Source records
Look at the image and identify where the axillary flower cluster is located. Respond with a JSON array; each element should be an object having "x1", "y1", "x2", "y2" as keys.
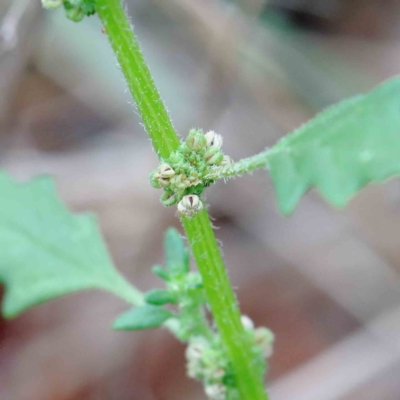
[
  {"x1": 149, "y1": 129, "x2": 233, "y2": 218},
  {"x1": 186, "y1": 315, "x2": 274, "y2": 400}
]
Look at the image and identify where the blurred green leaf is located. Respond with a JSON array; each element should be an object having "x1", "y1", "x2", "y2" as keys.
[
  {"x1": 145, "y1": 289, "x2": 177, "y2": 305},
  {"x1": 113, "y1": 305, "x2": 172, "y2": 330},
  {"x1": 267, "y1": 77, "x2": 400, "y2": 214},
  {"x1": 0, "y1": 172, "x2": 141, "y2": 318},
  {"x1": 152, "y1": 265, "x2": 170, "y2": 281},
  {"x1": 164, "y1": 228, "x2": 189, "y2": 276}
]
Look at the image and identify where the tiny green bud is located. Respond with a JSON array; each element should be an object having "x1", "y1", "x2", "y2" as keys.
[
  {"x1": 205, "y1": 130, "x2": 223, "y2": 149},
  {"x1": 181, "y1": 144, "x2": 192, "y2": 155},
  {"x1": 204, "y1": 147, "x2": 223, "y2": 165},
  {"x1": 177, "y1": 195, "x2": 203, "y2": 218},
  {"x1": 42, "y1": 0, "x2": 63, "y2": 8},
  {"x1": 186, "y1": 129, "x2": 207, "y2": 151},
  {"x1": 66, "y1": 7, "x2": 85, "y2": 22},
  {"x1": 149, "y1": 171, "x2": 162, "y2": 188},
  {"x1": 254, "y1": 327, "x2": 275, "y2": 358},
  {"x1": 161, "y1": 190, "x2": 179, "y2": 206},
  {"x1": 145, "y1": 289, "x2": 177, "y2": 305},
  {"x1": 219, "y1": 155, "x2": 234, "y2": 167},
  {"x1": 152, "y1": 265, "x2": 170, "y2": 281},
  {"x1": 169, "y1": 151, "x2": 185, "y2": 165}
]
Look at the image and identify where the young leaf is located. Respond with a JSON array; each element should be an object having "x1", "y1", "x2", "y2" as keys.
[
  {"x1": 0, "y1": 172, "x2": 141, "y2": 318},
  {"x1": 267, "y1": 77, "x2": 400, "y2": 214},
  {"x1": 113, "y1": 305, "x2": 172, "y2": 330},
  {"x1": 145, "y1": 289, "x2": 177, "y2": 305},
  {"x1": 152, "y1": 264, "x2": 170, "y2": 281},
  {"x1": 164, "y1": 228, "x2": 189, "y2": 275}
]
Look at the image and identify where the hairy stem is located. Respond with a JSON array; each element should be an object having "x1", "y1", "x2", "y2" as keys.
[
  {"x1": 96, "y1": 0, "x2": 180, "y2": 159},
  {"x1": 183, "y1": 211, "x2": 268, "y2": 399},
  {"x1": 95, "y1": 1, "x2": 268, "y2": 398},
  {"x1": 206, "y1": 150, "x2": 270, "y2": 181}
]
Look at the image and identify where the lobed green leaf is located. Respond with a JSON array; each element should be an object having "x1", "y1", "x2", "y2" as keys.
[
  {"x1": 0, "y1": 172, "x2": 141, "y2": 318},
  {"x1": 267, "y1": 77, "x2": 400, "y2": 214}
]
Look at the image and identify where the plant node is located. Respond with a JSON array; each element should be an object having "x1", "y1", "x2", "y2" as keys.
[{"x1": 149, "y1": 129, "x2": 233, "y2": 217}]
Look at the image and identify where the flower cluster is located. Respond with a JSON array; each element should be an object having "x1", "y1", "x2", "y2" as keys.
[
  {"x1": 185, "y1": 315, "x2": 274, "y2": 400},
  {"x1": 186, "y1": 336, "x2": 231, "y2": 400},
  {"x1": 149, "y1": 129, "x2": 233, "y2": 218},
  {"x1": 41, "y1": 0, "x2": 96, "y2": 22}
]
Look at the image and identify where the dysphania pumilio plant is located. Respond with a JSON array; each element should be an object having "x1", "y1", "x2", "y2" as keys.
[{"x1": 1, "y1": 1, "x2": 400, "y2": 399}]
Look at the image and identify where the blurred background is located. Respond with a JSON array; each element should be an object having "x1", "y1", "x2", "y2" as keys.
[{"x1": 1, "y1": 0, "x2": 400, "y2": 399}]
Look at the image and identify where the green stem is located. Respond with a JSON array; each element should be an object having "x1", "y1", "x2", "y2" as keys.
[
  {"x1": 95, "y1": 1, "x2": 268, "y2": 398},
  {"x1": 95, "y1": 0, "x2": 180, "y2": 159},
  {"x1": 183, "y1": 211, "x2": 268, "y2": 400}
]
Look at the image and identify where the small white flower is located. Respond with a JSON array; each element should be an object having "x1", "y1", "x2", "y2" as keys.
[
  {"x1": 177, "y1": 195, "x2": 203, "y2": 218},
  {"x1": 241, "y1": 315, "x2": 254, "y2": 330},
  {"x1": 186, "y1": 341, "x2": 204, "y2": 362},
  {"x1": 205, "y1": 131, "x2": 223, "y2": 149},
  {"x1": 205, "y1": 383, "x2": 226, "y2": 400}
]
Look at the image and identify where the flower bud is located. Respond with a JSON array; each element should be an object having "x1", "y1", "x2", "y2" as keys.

*Activity*: Output the lines above in full and exactly. Leave out every picture.

*Answer to this task*:
Look at the image and identify where the axillary flower cluster is located. Respond with a JSON array; each element should be an object having "x1", "y1", "x2", "y2" as keys.
[
  {"x1": 149, "y1": 129, "x2": 233, "y2": 218},
  {"x1": 186, "y1": 315, "x2": 274, "y2": 400}
]
Look at the image and identify where the blurred green leaf is located. Respond with a JSON array; each element should be an object having "x1", "y1", "x2", "y2" as keys.
[
  {"x1": 145, "y1": 289, "x2": 177, "y2": 305},
  {"x1": 113, "y1": 305, "x2": 172, "y2": 330},
  {"x1": 267, "y1": 77, "x2": 400, "y2": 214},
  {"x1": 0, "y1": 172, "x2": 141, "y2": 318},
  {"x1": 152, "y1": 265, "x2": 170, "y2": 281},
  {"x1": 164, "y1": 228, "x2": 189, "y2": 276}
]
Look at the image and identify where the tiny green bud is located. Respond with a JSON array; each element should be an object having "x1", "y1", "x2", "y2" as keys.
[
  {"x1": 205, "y1": 130, "x2": 223, "y2": 149},
  {"x1": 181, "y1": 144, "x2": 192, "y2": 155},
  {"x1": 204, "y1": 147, "x2": 223, "y2": 165},
  {"x1": 177, "y1": 195, "x2": 203, "y2": 218},
  {"x1": 42, "y1": 0, "x2": 63, "y2": 8},
  {"x1": 186, "y1": 129, "x2": 207, "y2": 151},
  {"x1": 66, "y1": 7, "x2": 85, "y2": 22},
  {"x1": 149, "y1": 171, "x2": 162, "y2": 188},
  {"x1": 254, "y1": 327, "x2": 275, "y2": 358},
  {"x1": 161, "y1": 190, "x2": 179, "y2": 206},
  {"x1": 145, "y1": 289, "x2": 177, "y2": 305},
  {"x1": 219, "y1": 155, "x2": 234, "y2": 167},
  {"x1": 152, "y1": 265, "x2": 170, "y2": 281},
  {"x1": 169, "y1": 151, "x2": 185, "y2": 165}
]
Look at the image and identify where the young leaf is located. Respond with a JSON array; each element should be an object having "x1", "y1", "x2", "y2" as keys.
[
  {"x1": 0, "y1": 172, "x2": 141, "y2": 318},
  {"x1": 267, "y1": 77, "x2": 400, "y2": 214},
  {"x1": 113, "y1": 305, "x2": 172, "y2": 330},
  {"x1": 145, "y1": 289, "x2": 177, "y2": 305},
  {"x1": 152, "y1": 264, "x2": 170, "y2": 281},
  {"x1": 164, "y1": 228, "x2": 189, "y2": 275}
]
Look at the image and identify where the hairy stem is located. Respond with a JSON array; each element should be an object having "x1", "y1", "x2", "y2" as keys.
[
  {"x1": 96, "y1": 0, "x2": 180, "y2": 159},
  {"x1": 183, "y1": 211, "x2": 268, "y2": 399},
  {"x1": 95, "y1": 1, "x2": 268, "y2": 398},
  {"x1": 206, "y1": 150, "x2": 270, "y2": 181}
]
Look at the image and identify where the lobed green leaf is located. Respond with a JSON array; each element should be an object having "x1", "y1", "x2", "y2" as keys.
[
  {"x1": 0, "y1": 172, "x2": 141, "y2": 318},
  {"x1": 267, "y1": 77, "x2": 400, "y2": 214}
]
Look at the image and identify where the plant node is located. Respond with a JSON array; each element should be an object having "x1", "y1", "x2", "y2" as keys.
[{"x1": 149, "y1": 129, "x2": 233, "y2": 217}]
Look at the image and identify where the flower cluster is located. Respond with a JSON array; each element should be an object having "x1", "y1", "x2", "y2" as keys.
[
  {"x1": 185, "y1": 315, "x2": 274, "y2": 400},
  {"x1": 186, "y1": 336, "x2": 231, "y2": 400},
  {"x1": 149, "y1": 129, "x2": 233, "y2": 218},
  {"x1": 41, "y1": 0, "x2": 96, "y2": 22}
]
Look at the image and identify where the dysphania pumilio plant is located. Respond with a JSON array; each element should be an object having "x1", "y1", "x2", "y2" as keys.
[{"x1": 1, "y1": 1, "x2": 400, "y2": 399}]
Look at the image and identify where the blurred background is located. Respond with a JSON array; each element should be an object having "x1", "y1", "x2", "y2" as keys.
[{"x1": 1, "y1": 0, "x2": 400, "y2": 399}]
Look at the image and identify where the green stem is located. Respond with a JSON array; each element should be an object having "x1", "y1", "x2", "y2" as keys.
[
  {"x1": 95, "y1": 1, "x2": 268, "y2": 398},
  {"x1": 95, "y1": 0, "x2": 180, "y2": 159},
  {"x1": 183, "y1": 211, "x2": 268, "y2": 400}
]
Look at the image and identify where the small white flower is located. Respond with a JSON array; each element should be an object having "x1", "y1", "x2", "y2" as keys.
[
  {"x1": 177, "y1": 195, "x2": 203, "y2": 218},
  {"x1": 241, "y1": 315, "x2": 254, "y2": 330},
  {"x1": 186, "y1": 341, "x2": 204, "y2": 362},
  {"x1": 205, "y1": 131, "x2": 223, "y2": 149},
  {"x1": 205, "y1": 383, "x2": 226, "y2": 400}
]
Look at the image and identify where the flower bud is located. Respond with a JSON array; each element should be an object having "x1", "y1", "x2", "y2" as keys.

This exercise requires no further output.